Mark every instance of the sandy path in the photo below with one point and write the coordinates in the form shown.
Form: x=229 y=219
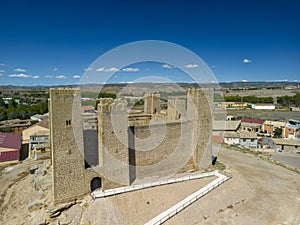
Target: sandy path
x=259 y=193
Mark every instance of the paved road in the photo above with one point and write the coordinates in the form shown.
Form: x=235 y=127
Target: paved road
x=287 y=159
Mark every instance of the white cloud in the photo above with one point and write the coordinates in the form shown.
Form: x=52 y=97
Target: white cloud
x=22 y=75
x=60 y=77
x=130 y=69
x=88 y=69
x=247 y=60
x=103 y=69
x=20 y=70
x=191 y=66
x=167 y=66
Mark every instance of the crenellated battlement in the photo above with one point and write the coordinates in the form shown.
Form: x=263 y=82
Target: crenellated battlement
x=109 y=105
x=64 y=92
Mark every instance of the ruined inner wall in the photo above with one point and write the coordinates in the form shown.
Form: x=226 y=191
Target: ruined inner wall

═══

WHAT IS EXPECTED: Look through the data above. Each line containing the word "every" needs to be copied.

TASK OUTPUT:
Mark every instance of the sandy path in the photo below with one point and write the coordinates in the form shown.
Mark every instance of the paved road in the photo above with one point and write the coordinates in the form shown.
Mark every instance of the white cloud in the photo above with one point and write the coordinates in the form shown.
Mark every instance of the crenellated battlement in the photo above with one point and write the coordinates in the form shown.
Mark every instance of the ruined inner wall in the photo above with one point and write the coordinates in the form shown.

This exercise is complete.